== PROMPT ==
Lay out all of the rows below as a numbered list, with blank lines skipped. Leave the pictures out of your list.

* * * * * * *

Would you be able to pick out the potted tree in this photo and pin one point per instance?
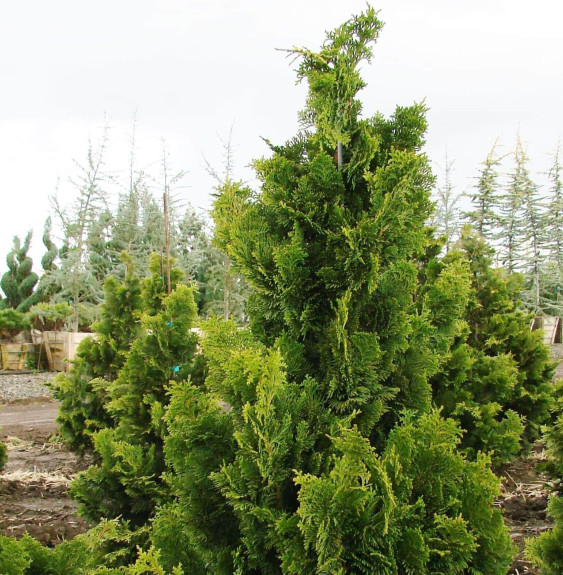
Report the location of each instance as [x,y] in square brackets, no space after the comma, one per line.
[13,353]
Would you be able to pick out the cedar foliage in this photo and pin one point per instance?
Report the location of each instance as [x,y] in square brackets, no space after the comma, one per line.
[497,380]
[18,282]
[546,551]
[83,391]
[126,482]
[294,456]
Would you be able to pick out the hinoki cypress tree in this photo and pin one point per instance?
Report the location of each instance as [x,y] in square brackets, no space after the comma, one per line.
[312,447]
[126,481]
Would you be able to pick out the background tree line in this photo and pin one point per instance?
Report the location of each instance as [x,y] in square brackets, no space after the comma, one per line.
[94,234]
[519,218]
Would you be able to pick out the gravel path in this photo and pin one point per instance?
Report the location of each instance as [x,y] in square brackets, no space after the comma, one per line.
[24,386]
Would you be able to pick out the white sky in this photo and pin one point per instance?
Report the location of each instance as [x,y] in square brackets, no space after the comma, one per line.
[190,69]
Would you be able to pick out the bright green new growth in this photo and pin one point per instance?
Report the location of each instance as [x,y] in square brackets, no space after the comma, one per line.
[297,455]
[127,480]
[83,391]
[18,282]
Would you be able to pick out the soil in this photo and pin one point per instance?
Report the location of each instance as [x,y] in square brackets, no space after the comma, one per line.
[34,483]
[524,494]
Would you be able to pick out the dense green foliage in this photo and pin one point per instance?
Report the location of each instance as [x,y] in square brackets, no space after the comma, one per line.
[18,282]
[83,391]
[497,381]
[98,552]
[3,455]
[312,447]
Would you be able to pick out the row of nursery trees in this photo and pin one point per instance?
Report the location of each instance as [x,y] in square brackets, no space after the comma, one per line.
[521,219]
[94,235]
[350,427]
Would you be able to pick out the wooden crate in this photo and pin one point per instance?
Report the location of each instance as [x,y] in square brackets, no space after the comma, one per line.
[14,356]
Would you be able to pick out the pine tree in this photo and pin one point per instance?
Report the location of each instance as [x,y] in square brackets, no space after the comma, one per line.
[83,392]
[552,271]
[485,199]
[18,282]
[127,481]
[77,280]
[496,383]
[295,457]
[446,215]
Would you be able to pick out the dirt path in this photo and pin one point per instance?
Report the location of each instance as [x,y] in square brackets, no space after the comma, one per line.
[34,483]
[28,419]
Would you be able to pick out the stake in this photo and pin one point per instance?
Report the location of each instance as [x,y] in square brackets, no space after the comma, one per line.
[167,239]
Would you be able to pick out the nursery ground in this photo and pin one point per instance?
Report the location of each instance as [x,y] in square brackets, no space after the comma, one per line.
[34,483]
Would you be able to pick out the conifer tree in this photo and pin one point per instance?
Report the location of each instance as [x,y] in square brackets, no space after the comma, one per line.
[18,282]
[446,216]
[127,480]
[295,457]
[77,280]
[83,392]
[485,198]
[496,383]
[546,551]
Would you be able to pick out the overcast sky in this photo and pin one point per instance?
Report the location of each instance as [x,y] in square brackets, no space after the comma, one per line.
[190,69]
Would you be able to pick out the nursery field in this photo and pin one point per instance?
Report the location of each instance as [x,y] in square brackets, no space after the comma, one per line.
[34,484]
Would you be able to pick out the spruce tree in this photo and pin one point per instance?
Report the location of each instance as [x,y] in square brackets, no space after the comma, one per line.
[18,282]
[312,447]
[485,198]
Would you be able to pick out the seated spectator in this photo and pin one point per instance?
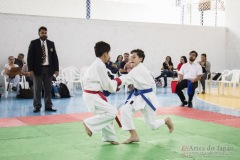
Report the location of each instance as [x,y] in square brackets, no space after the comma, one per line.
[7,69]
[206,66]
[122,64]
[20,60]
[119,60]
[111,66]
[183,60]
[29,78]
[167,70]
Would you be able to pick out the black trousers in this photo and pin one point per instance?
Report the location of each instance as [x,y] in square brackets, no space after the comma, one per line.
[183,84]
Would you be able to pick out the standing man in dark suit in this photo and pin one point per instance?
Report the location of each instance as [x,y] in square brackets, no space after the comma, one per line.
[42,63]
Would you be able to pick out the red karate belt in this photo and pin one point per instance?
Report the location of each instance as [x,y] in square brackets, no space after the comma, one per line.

* * * * * * *

== RESPONSE ==
1. Would you be able to pick out the potted tree in this photo and pin one point per instance?
2. Report the location of each instance as [x,y] in square brackets, no space after the comma, one per line.
3. [13,353]
4. Would you be able to pick out the cedar foliage in this photo and pin one point per instance?
5. Report the location of each instance as [x,y] in square brackets, no space after the comma, one per line.
6. [497,380]
7. [18,282]
8. [546,551]
9. [83,391]
10. [126,482]
11. [294,456]
12. Would you be able to pick out the hinoki cypress tree in this photo and pin one point per instance?
13. Report the location of each instance as [x,y] in square brackets, no space after the comma, one per line.
14. [312,447]
15. [126,481]
16. Would you be able to pick out the background tree line in this photo and pin one point per instance?
17. Report the location of each instance as [x,y] in square brackets, no space after the comma, one per line.
18. [94,234]
19. [519,218]
20. Would you be able to pick out the gravel path in this photo and pin one point per instance?
21. Report the location of each instance as [x,y] in square brackets, no space after the comma, one per line.
22. [24,386]
23. Would you be able to pick out the white sky in this photo and pin one point per instance?
24. Report the location of each instance as [x,y] in square brackets, no space after the comma, one per line.
25. [190,69]
26. Would you be able to pick out the bright green new growth in this photo and pin one point per instance?
27. Report the location of each instance as [x,y] in square brackets, no space after the comma, one per line.
28. [297,455]
29. [127,480]
30. [83,391]
31. [18,282]
32. Would you be able to pick out the soil in this photo and pin one point per instance?
33. Report the location of each instance as [x,y] in square brackets, no space after the comma, one per line.
34. [34,483]
35. [524,494]
36. Would you be able to pick out the dense green foliage in this photo and pin one point per instance?
37. Report the location of each instance as [x,y] in square brackets, no space after the comma, one per line.
38. [18,282]
39. [83,391]
40. [497,381]
41. [98,552]
42. [3,455]
43. [312,447]
44. Would you be able to pick out the row of nursery trees in this photo and pin one point per instance?
45. Report the location of each instance as [x,y] in square brackets, no space after the comma, one per line.
46. [521,219]
47. [94,235]
48. [350,427]
49. Would you be able to pick out the wooden crate in this photo and pin one point per instance?
50. Report the location of each instance as [x,y] in square brackets, no space after the comma, one per line.
51. [14,356]
52. Would you be able to pick out the pine tree in this photo and pin one point per instance?
53. Report the location of each instance as [x,y] in square brackets, no space after the comma, one per line.
54. [83,392]
55. [552,271]
56. [485,199]
57. [18,282]
58. [127,481]
59. [77,280]
60. [496,383]
61. [295,457]
62. [446,215]
63. Would you be able to pick out the dirt path in this photo and pin one point per instance?
64. Report the location of each instance as [x,y] in square brackets, no space after the comma, one per line.
65. [34,483]
66. [28,419]
67. Would you be able to pick out the stake in this photo and pin one point per instance?
68. Report the location of each instance as [x,y] in square brackets, no space after the comma, one per line.
69. [167,239]
70. Would you be able to pick out the nursery ground in this photo and pin one point per instance?
71. Report the location of each instance as [x,y] in square brackets, no space after the comma, one per line.
72. [34,483]
73. Would you be able to pick out the conifer tree in this photo and pin one point per instance?
74. Report the location of each instance as [x,y] in square brackets, no space after the comma, one per line.
75. [18,282]
76. [446,216]
77. [127,480]
78. [295,457]
79. [77,280]
80. [83,392]
81. [485,198]
82. [496,383]
83. [546,551]
84. Would you be able to pick out the overcast sky in this photo and pin one point per instance?
85. Report the location of each instance as [x,y] in square brackets, no space after the comma, one per line.
86. [190,69]
87. Would you be able to pick out the nursery field in this photo and pin one point per instance?
88. Report the location of each instance as [x,y] in square brackets, no space after the comma, one per line.
89. [34,484]
90. Would you be able to pick out the spruce tree in this photo and pin one point per instance?
91. Report the location of each instance as [x,y] in square brackets, no space after the comma, one per line.
92. [18,282]
93. [312,447]
94. [485,198]
95. Would you be able to pick out the seated spectator in this photo and pin one point per instance?
96. Report the location of each instance as [x,y] in square brackets, no space after the comma, one per line.
97. [7,69]
98. [206,66]
99. [122,64]
100. [20,60]
101. [119,60]
102. [111,66]
103. [183,60]
104. [29,78]
105. [167,70]
106. Would you be able to pick out the black trousers in this photo and pin one point per instance?
107. Report the location of each instance as [x,y] in square brackets, no space after the comma, one per line.
108. [183,84]
109. Would you be able to pick out the standing man in dark suit in this photo and pin one point per instance?
110. Report the location of each instance as [x,y] in square brackets, no space after the comma, one per line.
111. [42,63]
112. Would you be able to pick out the red karate belt in this photo and pin one point per instance?
113. Report the location of each instance as [x,y] in square brackets, no space after the comma, one per line.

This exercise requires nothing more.